#### Your objective:
Return, character for character, the part of the Form 8-K filing that opens with the words containing "600 Wilshire Blvd." and closes with "including area code)".

#### Excerpt:

UNITED STATES

SECURITIES AND EXCHANGE COMMISSION

Washington, D.C. 20549

 

 

FORM 8-K

 

 

CURRENT REPORT

PURSUANT TO SECTION 13 OR 15(d)

OF THE SECURITIES EXCHANGE ACT OF 1934

Date of Report (Date of earliest event reported): May 13, 2016

 

 

NOTIS GLOBAL, INC.

(Exact name of registrant as specified in its charter)

 

 

 

Nevada   000-54928   45-3992444

(State or other jurisdiction

of incorporation)

 

(Commission

File Number)

 

(I.R.S. Employer

Identification Number)

600 Wilshire Blvd. Ste. 1500

Los Angeles, CA 90017

(Address of principal executive offices) (zip code)

(800)-762-1452

(Registrant’s telephone number, including area code)

 

 

Check the appropriate box below if the Form 8-K filing is intended to simultaneously satisfy the filing obligation of the registrant under any of the following provisions (see General Instruction A.2. below):

 

¨ Written communications pursuant to Rule 425 under the Securities Act (17 CFR 230.425)

 

¨ Soliciting material pursuant to Rule 14a-12 under the Exchange Act (17 CFR 240.14a-12)

 

¨ Pre-commencement communications pursuant to Rule 14d-2(b) under the Exchange Act (17 CFR 240.14d-2(b))

 

¨ Pre-commencement communications pursuant to Rule 13e-4(c) under the Exchange Act (17 CFR 240.13e-4(c))

 

 

 


Item 1.02. Termination of a Material Definitive Agreement.

Farming Agreement

On December 18, 2015, the Company and its subsidiary EWSD I, LLC (“EWSD”) and Whole Hemp Company (“Whole Hemp”) entered into that certain Farming Agreement (the “First Farming Agreement”). On March 11, 2016, the First Farming Agreement was amended and restated (the “First Amended and Restated Farming Agreement”). Pursuant to the First Amended and Restated Farming Agreement, Whole Hemp agreed to manufacture products from hemp and cannabis crops it grew on EWSD farmland, and EWSD agreed to build greenhouses for such activities up to an aggregate size of 200,000 square feet. Whole Hemp agreed to pay all preapproved costs of such construction on or before September 30, 2017 as partial consideration for a revocable license to use the greenhouses and a separate 10-acre plot of EWSD farmland (the “10 Acres”). EWSD retained ownership of the greenhouses.

#### Dataset rows:
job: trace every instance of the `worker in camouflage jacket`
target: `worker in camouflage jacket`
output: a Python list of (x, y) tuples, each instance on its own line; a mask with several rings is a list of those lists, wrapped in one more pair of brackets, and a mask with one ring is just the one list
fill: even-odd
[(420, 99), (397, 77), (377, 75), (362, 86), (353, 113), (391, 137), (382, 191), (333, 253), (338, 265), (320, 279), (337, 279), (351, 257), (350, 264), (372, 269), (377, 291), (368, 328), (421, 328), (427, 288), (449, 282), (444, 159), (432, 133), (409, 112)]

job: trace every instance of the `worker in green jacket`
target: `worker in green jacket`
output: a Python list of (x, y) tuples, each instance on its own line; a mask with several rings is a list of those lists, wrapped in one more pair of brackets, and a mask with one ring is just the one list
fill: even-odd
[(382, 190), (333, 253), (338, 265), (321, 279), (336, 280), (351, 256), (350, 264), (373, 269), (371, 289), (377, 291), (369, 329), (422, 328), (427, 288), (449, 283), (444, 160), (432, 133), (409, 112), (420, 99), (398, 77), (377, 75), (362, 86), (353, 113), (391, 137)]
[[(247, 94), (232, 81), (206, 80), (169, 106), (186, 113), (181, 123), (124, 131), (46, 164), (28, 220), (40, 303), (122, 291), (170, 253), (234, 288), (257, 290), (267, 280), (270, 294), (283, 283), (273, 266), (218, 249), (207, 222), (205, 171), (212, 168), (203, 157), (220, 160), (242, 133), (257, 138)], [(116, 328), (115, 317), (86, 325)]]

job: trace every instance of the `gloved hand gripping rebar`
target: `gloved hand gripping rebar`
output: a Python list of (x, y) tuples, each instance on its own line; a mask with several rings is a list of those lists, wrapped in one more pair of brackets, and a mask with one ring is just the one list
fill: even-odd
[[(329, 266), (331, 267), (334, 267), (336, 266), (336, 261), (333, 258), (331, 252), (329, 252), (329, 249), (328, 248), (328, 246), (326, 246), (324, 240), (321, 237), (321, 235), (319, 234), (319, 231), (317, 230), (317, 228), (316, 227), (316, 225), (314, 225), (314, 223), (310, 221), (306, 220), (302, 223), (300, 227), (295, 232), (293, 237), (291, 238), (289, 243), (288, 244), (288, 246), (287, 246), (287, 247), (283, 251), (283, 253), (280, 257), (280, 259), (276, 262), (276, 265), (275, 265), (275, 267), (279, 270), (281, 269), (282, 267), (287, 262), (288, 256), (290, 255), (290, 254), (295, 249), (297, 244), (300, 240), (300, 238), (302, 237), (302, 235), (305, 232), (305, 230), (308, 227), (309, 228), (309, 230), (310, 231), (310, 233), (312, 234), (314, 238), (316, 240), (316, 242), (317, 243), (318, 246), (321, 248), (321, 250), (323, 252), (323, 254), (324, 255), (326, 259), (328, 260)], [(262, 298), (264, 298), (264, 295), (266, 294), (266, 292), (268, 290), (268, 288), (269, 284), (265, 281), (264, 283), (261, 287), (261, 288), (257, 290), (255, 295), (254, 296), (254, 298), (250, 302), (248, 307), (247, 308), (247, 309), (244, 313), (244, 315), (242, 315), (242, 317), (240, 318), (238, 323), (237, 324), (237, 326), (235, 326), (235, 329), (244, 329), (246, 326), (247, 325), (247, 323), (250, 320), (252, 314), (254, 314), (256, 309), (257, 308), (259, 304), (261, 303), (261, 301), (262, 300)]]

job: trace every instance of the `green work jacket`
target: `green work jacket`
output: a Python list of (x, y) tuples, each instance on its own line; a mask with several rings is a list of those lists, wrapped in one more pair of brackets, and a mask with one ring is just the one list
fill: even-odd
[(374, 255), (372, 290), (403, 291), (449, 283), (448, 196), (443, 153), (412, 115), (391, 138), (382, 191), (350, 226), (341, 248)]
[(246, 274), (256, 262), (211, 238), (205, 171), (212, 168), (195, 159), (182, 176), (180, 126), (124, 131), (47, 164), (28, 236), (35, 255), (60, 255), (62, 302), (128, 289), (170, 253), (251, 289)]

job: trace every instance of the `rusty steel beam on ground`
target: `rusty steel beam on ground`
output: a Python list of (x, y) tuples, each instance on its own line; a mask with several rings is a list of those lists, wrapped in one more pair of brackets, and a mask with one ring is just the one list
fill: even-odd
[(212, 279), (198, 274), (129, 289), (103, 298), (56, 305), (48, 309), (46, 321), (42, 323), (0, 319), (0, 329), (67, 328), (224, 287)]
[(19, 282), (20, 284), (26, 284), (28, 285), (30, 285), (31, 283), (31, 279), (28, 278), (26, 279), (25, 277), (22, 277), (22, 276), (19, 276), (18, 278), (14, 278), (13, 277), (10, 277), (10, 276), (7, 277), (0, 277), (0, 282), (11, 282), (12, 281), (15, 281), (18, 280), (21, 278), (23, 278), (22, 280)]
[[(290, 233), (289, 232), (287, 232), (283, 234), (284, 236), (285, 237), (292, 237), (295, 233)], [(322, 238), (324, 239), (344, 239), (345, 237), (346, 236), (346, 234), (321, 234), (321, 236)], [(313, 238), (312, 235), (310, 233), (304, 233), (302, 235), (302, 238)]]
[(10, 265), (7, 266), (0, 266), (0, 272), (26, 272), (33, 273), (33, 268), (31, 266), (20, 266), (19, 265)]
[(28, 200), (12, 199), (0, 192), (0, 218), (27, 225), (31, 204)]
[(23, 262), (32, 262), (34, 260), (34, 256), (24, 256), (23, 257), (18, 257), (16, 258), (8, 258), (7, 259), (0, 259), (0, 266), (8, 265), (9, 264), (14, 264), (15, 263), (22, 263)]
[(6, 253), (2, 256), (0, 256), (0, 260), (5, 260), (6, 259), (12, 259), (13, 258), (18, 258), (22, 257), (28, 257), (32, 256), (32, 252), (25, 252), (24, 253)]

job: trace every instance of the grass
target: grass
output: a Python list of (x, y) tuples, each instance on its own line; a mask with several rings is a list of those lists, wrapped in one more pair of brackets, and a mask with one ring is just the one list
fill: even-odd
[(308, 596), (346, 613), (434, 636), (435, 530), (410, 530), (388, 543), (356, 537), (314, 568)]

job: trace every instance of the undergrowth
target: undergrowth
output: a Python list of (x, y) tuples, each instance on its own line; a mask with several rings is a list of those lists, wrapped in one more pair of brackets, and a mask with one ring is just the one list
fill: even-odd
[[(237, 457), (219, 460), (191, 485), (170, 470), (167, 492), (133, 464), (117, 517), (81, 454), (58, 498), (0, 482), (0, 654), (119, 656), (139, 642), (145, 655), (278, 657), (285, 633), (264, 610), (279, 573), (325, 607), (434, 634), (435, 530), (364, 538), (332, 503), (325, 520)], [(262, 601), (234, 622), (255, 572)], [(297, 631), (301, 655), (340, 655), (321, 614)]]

#### Result of this task:
600 Wilshire Blvd. Ste. 1500

Los Angeles, CA 90017

(Address of principal executive offices) (zip code)

(800)-762-1452

(Registrant’s telephone number, including area code)